▶ [Quoted passage]

Acute Transfusion Reactions (ATR) can also occur at any time up to 24 hours aftera transfusion of blood or its components. ATR’s can be classified into different types of reactions namely, febrile, allergic and hypotensive. According to the SHOT reports in 2013, a slight decrease in the number of ATR was observed. Around 320 cases were consistent with ATR’s out of which 31 occurred during the transfusion of FFP (SHOT report 2013). Anaphylactic is one of the most severe forms of an allergic transfusion reaction. They can be rare, but are life-threatening emergencies. Nausea, abdominal cramps, vomiting, diarrhoea, hypotension and shock are some of its symptoms which can occur after the transfusion of only a few millilitres of plasma has taken place. They are associated with antibodies to IgA. Some patients with IgA deficiency develop anti-IgA antibodies, which may then cause anaphylactic transfusion reactions when an IgA containing component is transfused (Murphy et al. 2013). Allergic transfusions can take place when pre-formed recipient antibodies bind to transfused allergens (Shaz et al. 2013). They can occur in approximately 1-3% of plasma transfusions but most of them are mild reactions. Patients that have severe allergic reactions should be tested for IgA deficiency and the presence of anti-IgA. If anti IgA is present, the patient should receive plasma products from IgA deficient donors or washed RBC and platelets products (Shaz et al. 2013). Sometimes these reactions can be detected by routine observations. According to SHOT, stopping the transfusion reaction in this case is very important and checks for obvious contamination should be carried out further. In case of severe reactions, the plasma component should be taken down and further investigation should be carried out.

TACO has been one of the leading causes of transfusion related mortality and morbidity. SHOT reports have shown a steady increase with almost 96 cases in 2013, 2 of which occurred during the transfusion of FFP. TACO is a result of infusion of blood product volume that exceeds the recipient’s circulatory capacity. This could be due to high volume or excessive infusion rate (Shaz et al. 2013). TACO is found to be more common in young or elderly patients with impaired cardiac function or positive fluid balance. Improved recognition of TACO is of key importance as it allows early institution of treatment. Some of the symptoms of TACO could be dyspnea, tachycardia, and increased blood pressure within six hours of a completed transfusion (Pandey & Vyas, 2013). Additional known risk factors for TACO include larger volumes of transfusion, greater plasma transfusion volume and faster transfusion rate. TACO can be prevented by avoiding rapid transfusion unless clinically indicated. Pre and post transfusion assessment and process mapping of the medical errors can to done to prevent TACO (SHOT annual report 2013). SHOT advocates that when an adult patient with increased risk of TACO is transfused, clinical review should be undertaken after the transfusion of each unit to ensure that the patient has not develop any signs of circulatory overload (Maggs et al. 2013). The clinical staff should also be aware of TACO and should be trained in measures to reduce this avoidable complication. Using single unit transfusions for young and elderly patients can help reduce TACO risk.

▶ [Your tasks]
1. Using the passage on transfusion reactions, explain what causes TACO.
2. According to the passage on transfusion reactions, how many of the roughly 320 ATR cases in 2013 occurred during the transfusion of FFP?
3. Resume the passage on transfusion reactions from where it stops.
The entries have no connection to the passage on transfusion reactions.

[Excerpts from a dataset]

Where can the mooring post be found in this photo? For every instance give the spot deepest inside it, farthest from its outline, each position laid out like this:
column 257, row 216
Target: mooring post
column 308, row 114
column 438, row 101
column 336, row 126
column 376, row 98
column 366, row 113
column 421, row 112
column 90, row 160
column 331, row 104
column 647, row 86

▶ [Task-by-task outputs]
1. TACO results when the volume of blood product infused exceeds the recipient's circulatory capacity. This can be due to a high volume or an excessive infusion rate.

2. 31 cases.

3.
Haemolytic transfusion reactions (HTR) are defined as signs or symptoms of haemolysis that occur within 24 hours of transfusion (including other parameters like fall in Haemoglobin, positive/negative crossmatch). To prevent this, SHOT highly recommends transfusion services to provide ABO compatible FFP to patients and if not available, the FFP of a different ABO group may be used but with low tier antibodies A or B (Pandey & Vyas, 2013).

The risk of infectious disease transmission has decreased in the last two decades due to infectious disease testing and extensive donor medical screening. To enhance plasma safety donor retested plasma (DRP) or pathogen reduced or inactivated plasma (PRP) is used. PRP provides virus protection. There are about four cases of transfusion transmitted variant (vCJD- Creutzfeld Jacob disease) in the UK which are associated with the transfusion of non leukocyte reduced red cells. To reduce the risk of vCJD and other infectious diseases, children under 15 receive plasma which is imported from places with low bovine encephalopathy incidence (Rudmann, 2005).

Other complications such as leukocyte associated risks including transfusion associated graft versus host disease (TA-GVHD), febrile non-haemolytic transfusion reactions (FNHTR) and transmission of leukotropic viruses are not associated with plasma transfusion since FFP is considered to be non-cellular (Pandey & Vyas, 2013). However the 2010 SHOT reports had shown significant numbers of WBCs contaminating plasma units pre-freeze. Residual RBC fragments within plasma units can also cause RBC allo-immunisation and identification of anti-D, Fya, Jka after plasma transfusion has been reported (Liu, Zhou & Hu, 2009).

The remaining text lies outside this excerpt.